§ **THE TASK**: Below are the records; repeat them in full, exactly.

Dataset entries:

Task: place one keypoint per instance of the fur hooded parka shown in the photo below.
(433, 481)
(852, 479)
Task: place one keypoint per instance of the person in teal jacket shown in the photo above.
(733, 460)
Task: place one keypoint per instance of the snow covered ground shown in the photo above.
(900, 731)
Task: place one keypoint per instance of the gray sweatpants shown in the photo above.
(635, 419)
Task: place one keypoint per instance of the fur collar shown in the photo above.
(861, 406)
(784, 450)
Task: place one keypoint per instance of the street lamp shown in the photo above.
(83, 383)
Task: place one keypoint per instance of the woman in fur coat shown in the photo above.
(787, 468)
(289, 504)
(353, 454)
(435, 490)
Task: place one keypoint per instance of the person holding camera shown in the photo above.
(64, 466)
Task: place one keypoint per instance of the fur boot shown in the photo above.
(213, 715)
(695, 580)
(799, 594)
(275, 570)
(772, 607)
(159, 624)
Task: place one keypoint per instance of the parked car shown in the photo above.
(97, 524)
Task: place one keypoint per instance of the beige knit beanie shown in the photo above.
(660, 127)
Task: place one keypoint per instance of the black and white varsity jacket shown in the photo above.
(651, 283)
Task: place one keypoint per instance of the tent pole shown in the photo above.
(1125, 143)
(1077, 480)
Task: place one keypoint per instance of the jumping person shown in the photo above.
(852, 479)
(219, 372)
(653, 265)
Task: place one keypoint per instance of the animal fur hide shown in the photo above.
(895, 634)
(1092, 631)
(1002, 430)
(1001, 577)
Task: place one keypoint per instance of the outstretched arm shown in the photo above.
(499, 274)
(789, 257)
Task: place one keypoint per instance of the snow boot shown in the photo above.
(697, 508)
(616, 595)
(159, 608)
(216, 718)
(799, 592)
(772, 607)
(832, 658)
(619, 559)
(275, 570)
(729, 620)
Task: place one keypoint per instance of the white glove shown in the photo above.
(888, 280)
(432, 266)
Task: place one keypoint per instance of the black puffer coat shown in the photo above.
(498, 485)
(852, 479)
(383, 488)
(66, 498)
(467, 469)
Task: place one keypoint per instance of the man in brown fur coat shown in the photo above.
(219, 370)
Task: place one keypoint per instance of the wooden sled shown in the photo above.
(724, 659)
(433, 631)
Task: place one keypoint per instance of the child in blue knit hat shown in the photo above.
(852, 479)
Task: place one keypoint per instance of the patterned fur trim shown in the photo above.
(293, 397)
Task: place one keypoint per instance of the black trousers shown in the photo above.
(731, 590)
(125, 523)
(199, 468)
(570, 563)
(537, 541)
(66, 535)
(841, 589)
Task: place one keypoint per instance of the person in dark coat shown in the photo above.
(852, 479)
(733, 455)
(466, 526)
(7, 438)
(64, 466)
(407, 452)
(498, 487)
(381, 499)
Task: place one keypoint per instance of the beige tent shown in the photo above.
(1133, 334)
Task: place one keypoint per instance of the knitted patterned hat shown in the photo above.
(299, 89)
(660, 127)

§ **FINAL ANSWER**:
Task: place one keypoint per instance of the fur hooded parka shown in the photo below.
(433, 481)
(852, 479)
Task: place one keypoint per instance of the person in teal jacket shown in the photo above.
(733, 460)
Task: place one keypoint per instance of the snow covered ground shown in the photo above.
(900, 731)
Task: place one keypoint per instance of the gray sweatpants shown in the photo above.
(635, 419)
Task: place one keypoint per instance of the fur collar shown in the photo above.
(861, 406)
(784, 450)
Task: place one keypoint per instance of the street lamp shown in the photo above.
(83, 383)
Task: place one keypoint per instance of the woman in fur coat shown in the photo above.
(787, 468)
(289, 504)
(353, 454)
(435, 490)
Task: place one keypoint per instance of the person holding camera shown in the photo above.
(64, 466)
Task: place one keypoint per instance of the fur boot shown in the photo above.
(213, 715)
(695, 580)
(799, 594)
(275, 570)
(772, 607)
(159, 624)
Task: place one keypoint per instance of the parked car shown in the photo above.
(97, 524)
Task: place one keypoint per instance of the beige knit beanie shown in the photo above.
(660, 127)
Task: place one keypoint per instance of the black and white varsity jacket shown in the photo above.
(651, 283)
Task: place one keypoint per instance of the tent pole shown in the photo above.
(1125, 143)
(1077, 480)
Task: place one keypoint per instance of the jumping person shown in the photo above.
(852, 479)
(219, 372)
(653, 265)
Task: place one keypoint per instance of the animal fur hide shown in the photo above.
(895, 634)
(1092, 631)
(1002, 430)
(1001, 577)
Task: place one keypoint per instance of the outstretched arm shown in the photo above.
(499, 274)
(789, 257)
Task: place one keypoint per instance of the snow boot shown in the photo above.
(697, 508)
(616, 595)
(159, 608)
(216, 718)
(799, 592)
(772, 607)
(832, 658)
(619, 559)
(275, 570)
(729, 620)
Task: place one keypoint per instance of the white glove shown in the photo above.
(888, 280)
(432, 266)
Task: place one keypoint per instance of the black puffer coat shown in the photo above.
(498, 485)
(852, 479)
(383, 488)
(66, 498)
(467, 469)
Task: place one keypoint per instance of the man in brown fur coat shown in the photo above.
(219, 370)
Task: place one keypoint per instance of the wooden sled shown in the photo above.
(724, 659)
(433, 631)
Task: place one keypoint per instance of the child in blue knit hat shown in the photo above.
(852, 479)
Task: place one keypoint per instance of the patterned fur trim shown in the photo above.
(293, 397)
Task: place one keypoint per instance of the black trousers shown in the photo above.
(731, 590)
(125, 523)
(199, 468)
(570, 563)
(537, 541)
(66, 535)
(841, 589)
Task: place one keypoint per instance of the person in dark coat shown in the photo above.
(852, 479)
(733, 455)
(466, 526)
(7, 438)
(64, 466)
(407, 452)
(498, 487)
(381, 499)
Task: place one keypoint per instance of the beige tent shown in the photo above.
(1133, 334)
Task: place one keypoint per instance of the knitted patterned hat shown in the photo above.
(299, 89)
(660, 127)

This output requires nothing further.